▸ **Reading passage**:
“The Unraveling of Reverend G” is not the first book I have published. Back in 1993, my first book came out in print: “The Plain Path,” my adventures as a missionary in Honduras. Throughout the next several years, I published three curricula for teaching English to international students. Then my work appeared in eleven anthologies including five Chicken Soup books and the best-selling Cup of Comfort books. It was an honor to be included with other writers I admired.
My dream shelf, which I started in 1983, is now filled with books I wrote and also books I edited for other writers. Sometimes I sit in my office and thank God that the words which spew out of me have found a venue in print.
But when I picked up my box of Reverend G books from UPS, something triggered a memory. I wanted to stop a moment, to savor the smell of cardboard and fresh ink. I longed to wrap the UPS man in a hug and ask him, “Do you have any idea what you just plopped into my car’s trunk?” But I did not bother him with my history. He hurried back inside the building, his dark brown shirt a depository for the Kansas heat.

Rows from a pointing dataset:
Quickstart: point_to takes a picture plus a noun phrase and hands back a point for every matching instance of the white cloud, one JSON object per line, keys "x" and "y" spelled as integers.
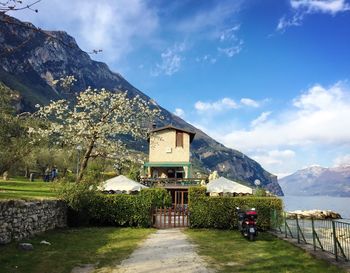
{"x": 231, "y": 50}
{"x": 171, "y": 60}
{"x": 300, "y": 8}
{"x": 225, "y": 104}
{"x": 230, "y": 33}
{"x": 260, "y": 119}
{"x": 231, "y": 45}
{"x": 116, "y": 27}
{"x": 324, "y": 6}
{"x": 208, "y": 20}
{"x": 342, "y": 160}
{"x": 206, "y": 58}
{"x": 179, "y": 112}
{"x": 249, "y": 102}
{"x": 318, "y": 117}
{"x": 217, "y": 106}
{"x": 274, "y": 157}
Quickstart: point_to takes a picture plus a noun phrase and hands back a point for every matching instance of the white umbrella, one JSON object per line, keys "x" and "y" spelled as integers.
{"x": 121, "y": 183}
{"x": 223, "y": 184}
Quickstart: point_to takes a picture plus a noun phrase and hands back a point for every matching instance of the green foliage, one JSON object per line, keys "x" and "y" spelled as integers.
{"x": 260, "y": 192}
{"x": 90, "y": 206}
{"x": 221, "y": 212}
{"x": 23, "y": 189}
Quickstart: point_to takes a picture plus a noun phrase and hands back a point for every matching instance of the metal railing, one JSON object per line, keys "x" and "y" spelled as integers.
{"x": 326, "y": 235}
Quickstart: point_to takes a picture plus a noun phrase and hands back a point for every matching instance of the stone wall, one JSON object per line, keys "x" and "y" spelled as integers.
{"x": 20, "y": 219}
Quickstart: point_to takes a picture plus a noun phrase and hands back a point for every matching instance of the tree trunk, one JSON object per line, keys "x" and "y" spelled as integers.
{"x": 86, "y": 159}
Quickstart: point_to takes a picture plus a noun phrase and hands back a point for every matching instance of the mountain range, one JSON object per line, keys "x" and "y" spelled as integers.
{"x": 31, "y": 59}
{"x": 316, "y": 180}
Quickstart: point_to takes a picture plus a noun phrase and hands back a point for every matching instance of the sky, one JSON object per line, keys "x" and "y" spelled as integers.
{"x": 268, "y": 78}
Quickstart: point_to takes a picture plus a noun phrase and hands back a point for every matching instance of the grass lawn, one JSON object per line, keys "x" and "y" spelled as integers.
{"x": 105, "y": 247}
{"x": 228, "y": 251}
{"x": 23, "y": 189}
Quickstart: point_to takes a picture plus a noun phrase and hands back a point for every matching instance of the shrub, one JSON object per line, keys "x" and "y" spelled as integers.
{"x": 221, "y": 212}
{"x": 88, "y": 206}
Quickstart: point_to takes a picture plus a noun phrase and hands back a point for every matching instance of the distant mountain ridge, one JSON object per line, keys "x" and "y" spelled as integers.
{"x": 31, "y": 58}
{"x": 317, "y": 180}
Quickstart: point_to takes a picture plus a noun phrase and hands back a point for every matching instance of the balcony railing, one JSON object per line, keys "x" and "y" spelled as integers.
{"x": 170, "y": 182}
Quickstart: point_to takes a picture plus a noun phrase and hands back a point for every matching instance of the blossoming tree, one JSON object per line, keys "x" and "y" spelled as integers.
{"x": 96, "y": 121}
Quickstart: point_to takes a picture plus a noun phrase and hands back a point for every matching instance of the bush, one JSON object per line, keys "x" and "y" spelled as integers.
{"x": 88, "y": 206}
{"x": 221, "y": 212}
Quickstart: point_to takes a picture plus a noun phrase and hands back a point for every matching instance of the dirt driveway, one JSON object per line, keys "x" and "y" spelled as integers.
{"x": 168, "y": 251}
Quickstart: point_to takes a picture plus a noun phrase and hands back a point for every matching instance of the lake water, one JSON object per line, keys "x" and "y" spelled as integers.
{"x": 337, "y": 204}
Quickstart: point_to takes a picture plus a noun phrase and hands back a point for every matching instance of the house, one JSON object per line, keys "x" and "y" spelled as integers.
{"x": 169, "y": 153}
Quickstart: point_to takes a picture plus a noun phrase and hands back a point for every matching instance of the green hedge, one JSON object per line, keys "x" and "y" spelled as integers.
{"x": 220, "y": 212}
{"x": 87, "y": 206}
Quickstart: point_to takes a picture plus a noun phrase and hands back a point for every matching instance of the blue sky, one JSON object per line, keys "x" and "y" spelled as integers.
{"x": 269, "y": 78}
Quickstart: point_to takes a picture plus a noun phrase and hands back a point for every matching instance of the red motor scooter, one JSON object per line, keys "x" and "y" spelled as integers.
{"x": 247, "y": 223}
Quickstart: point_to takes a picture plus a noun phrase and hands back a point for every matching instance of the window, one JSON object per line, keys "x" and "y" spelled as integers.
{"x": 179, "y": 139}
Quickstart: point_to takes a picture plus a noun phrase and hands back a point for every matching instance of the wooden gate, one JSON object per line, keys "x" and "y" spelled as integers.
{"x": 171, "y": 217}
{"x": 175, "y": 216}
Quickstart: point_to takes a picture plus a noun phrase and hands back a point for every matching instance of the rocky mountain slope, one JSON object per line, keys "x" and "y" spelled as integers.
{"x": 31, "y": 58}
{"x": 317, "y": 180}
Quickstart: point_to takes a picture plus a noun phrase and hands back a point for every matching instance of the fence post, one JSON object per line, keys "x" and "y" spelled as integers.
{"x": 335, "y": 241}
{"x": 313, "y": 233}
{"x": 298, "y": 235}
{"x": 285, "y": 224}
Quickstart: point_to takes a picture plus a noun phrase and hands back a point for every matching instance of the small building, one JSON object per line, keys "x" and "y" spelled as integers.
{"x": 169, "y": 153}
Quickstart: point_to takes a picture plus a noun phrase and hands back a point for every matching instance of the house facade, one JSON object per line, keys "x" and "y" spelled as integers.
{"x": 169, "y": 153}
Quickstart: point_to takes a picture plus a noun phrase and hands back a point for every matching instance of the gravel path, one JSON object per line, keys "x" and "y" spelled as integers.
{"x": 167, "y": 250}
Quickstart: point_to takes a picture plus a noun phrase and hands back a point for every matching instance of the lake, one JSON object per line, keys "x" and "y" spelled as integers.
{"x": 337, "y": 204}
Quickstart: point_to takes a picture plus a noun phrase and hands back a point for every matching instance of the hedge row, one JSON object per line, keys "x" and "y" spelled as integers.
{"x": 87, "y": 206}
{"x": 220, "y": 212}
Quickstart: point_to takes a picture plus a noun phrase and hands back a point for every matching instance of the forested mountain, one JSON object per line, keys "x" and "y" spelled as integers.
{"x": 31, "y": 59}
{"x": 317, "y": 180}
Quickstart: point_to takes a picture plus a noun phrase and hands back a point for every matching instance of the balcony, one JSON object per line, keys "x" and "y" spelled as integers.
{"x": 170, "y": 182}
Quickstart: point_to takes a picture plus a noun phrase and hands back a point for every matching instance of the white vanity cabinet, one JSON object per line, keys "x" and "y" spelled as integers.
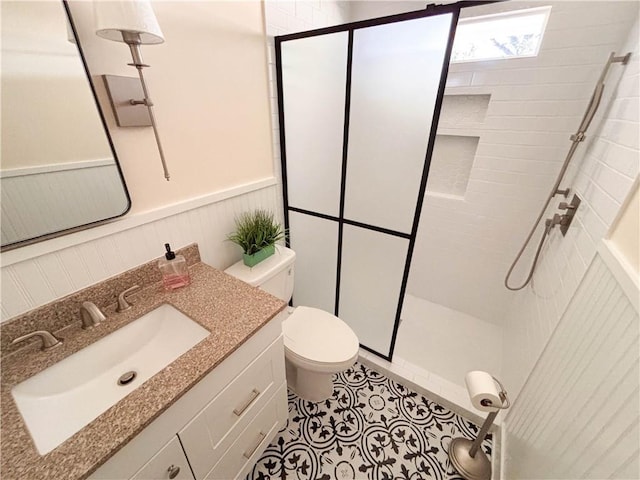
{"x": 170, "y": 462}
{"x": 219, "y": 428}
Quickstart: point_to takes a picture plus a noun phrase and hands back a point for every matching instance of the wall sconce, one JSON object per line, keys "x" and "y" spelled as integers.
{"x": 134, "y": 23}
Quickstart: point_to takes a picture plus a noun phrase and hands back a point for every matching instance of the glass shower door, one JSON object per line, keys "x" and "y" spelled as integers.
{"x": 358, "y": 108}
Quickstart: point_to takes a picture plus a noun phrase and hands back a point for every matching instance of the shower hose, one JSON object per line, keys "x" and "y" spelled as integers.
{"x": 578, "y": 137}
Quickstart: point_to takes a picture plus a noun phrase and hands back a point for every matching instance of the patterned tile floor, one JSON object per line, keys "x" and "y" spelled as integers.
{"x": 372, "y": 428}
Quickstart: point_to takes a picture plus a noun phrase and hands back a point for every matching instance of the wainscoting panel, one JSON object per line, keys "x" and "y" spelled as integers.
{"x": 74, "y": 194}
{"x": 577, "y": 415}
{"x": 34, "y": 282}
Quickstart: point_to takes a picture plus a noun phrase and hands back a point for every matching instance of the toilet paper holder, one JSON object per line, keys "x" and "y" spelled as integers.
{"x": 466, "y": 456}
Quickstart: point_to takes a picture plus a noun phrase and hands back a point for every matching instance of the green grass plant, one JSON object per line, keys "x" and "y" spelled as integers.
{"x": 256, "y": 230}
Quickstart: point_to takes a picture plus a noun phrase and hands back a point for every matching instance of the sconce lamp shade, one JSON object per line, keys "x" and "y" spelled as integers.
{"x": 113, "y": 17}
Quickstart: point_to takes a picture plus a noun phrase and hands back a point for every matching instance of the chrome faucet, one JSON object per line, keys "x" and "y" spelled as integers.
{"x": 91, "y": 315}
{"x": 48, "y": 339}
{"x": 122, "y": 299}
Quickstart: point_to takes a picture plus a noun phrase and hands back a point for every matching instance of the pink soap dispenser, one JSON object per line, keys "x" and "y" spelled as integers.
{"x": 175, "y": 273}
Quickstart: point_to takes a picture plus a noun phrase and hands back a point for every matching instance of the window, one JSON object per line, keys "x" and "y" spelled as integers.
{"x": 504, "y": 35}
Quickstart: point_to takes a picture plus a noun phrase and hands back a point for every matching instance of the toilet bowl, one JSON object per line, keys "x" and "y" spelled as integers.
{"x": 317, "y": 343}
{"x": 317, "y": 346}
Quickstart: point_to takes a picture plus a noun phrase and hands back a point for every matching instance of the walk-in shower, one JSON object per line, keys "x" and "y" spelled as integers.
{"x": 410, "y": 180}
{"x": 564, "y": 220}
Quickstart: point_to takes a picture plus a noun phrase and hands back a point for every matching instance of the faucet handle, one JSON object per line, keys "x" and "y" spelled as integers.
{"x": 48, "y": 339}
{"x": 122, "y": 300}
{"x": 91, "y": 315}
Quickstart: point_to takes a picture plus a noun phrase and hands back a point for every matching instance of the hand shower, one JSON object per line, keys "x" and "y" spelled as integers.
{"x": 576, "y": 138}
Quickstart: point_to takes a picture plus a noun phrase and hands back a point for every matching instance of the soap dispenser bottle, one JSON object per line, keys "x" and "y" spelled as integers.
{"x": 175, "y": 273}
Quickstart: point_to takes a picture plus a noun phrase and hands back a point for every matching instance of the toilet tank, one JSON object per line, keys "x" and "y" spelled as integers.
{"x": 273, "y": 275}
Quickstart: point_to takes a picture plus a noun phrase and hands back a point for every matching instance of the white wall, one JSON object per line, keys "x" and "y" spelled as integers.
{"x": 465, "y": 245}
{"x": 577, "y": 416}
{"x": 624, "y": 236}
{"x": 602, "y": 180}
{"x": 209, "y": 84}
{"x": 67, "y": 264}
{"x": 46, "y": 99}
{"x": 73, "y": 194}
{"x": 571, "y": 340}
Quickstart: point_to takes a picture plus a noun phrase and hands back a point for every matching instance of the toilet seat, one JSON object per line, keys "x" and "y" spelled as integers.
{"x": 319, "y": 340}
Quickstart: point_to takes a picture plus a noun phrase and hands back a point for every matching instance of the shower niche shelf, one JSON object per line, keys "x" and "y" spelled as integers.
{"x": 463, "y": 111}
{"x": 451, "y": 165}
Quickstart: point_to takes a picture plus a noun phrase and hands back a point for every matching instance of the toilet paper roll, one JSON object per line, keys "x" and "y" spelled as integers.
{"x": 483, "y": 391}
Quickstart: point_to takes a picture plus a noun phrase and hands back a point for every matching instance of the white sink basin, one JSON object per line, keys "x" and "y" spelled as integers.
{"x": 61, "y": 400}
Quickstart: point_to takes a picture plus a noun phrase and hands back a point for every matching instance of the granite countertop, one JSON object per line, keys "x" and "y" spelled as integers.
{"x": 230, "y": 309}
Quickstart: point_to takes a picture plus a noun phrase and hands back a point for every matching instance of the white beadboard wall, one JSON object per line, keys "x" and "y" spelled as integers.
{"x": 129, "y": 242}
{"x": 577, "y": 415}
{"x": 76, "y": 194}
{"x": 602, "y": 178}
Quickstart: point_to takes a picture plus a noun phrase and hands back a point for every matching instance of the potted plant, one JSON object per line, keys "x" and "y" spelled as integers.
{"x": 257, "y": 233}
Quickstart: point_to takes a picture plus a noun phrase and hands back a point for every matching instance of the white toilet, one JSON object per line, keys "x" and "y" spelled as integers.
{"x": 317, "y": 344}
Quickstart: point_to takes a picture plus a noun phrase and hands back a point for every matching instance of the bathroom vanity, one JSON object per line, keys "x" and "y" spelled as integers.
{"x": 208, "y": 414}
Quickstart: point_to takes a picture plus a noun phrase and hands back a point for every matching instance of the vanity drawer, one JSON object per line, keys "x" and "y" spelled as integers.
{"x": 251, "y": 443}
{"x": 168, "y": 463}
{"x": 208, "y": 435}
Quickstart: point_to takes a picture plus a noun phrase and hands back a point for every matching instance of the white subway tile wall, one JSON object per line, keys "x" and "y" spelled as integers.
{"x": 602, "y": 178}
{"x": 465, "y": 247}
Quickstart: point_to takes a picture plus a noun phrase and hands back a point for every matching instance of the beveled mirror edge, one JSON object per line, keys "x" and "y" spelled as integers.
{"x": 66, "y": 231}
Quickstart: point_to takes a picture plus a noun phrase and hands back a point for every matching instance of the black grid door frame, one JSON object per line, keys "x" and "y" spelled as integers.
{"x": 431, "y": 10}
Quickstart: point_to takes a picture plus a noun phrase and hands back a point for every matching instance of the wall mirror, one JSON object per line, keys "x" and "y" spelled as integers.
{"x": 59, "y": 172}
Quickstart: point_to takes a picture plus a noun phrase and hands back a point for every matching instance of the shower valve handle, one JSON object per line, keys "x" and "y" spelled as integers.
{"x": 566, "y": 206}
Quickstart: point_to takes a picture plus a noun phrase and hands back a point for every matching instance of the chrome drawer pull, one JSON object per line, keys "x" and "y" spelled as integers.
{"x": 173, "y": 471}
{"x": 240, "y": 410}
{"x": 251, "y": 451}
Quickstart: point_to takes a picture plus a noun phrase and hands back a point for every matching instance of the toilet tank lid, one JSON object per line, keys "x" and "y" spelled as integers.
{"x": 263, "y": 271}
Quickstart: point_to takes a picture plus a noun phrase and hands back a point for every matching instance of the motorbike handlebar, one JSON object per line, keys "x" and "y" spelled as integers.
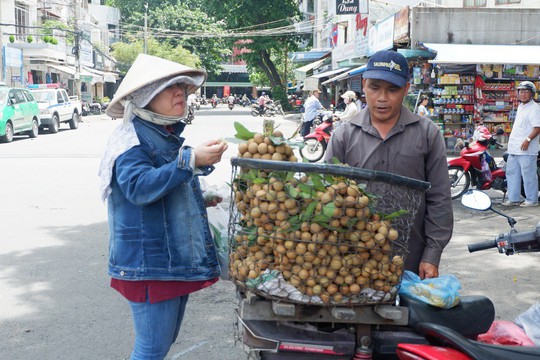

▸ **Problem**:
Reproduce the publishing passage above word for word, from its first sentence through its last.

▸ **Right answer**:
“The Unraveling of Reverend G” is not the first book I have published. Back in 1993, my first book came out in print: “The Plain Path,” my adventures as a missionary in Honduras. Throughout the next several years, I published three curricula for teaching English to international students. Then my work appeared in eleven anthologies including five Chicken Soup books and the best-selling Cup of Comfort books. It was an honor to be included with other writers I admired.
My dream shelf, which I started in 1983, is now filled with books I wrote and also books I edited for other writers. Sometimes I sit in my office and thank God that the words which spew out of me have found a venue in print.
But when I picked up my box of Reverend G books from UPS, something triggered a memory. I wanted to stop a moment, to savor the smell of cardboard and fresh ink. I longed to wrap the UPS man in a hug and ask him, “Do you have any idea what you just plopped into my car’s trunk?” But I did not bother him with my history. He hurried back inside the building, his dark brown shirt a depository for the Kansas heat.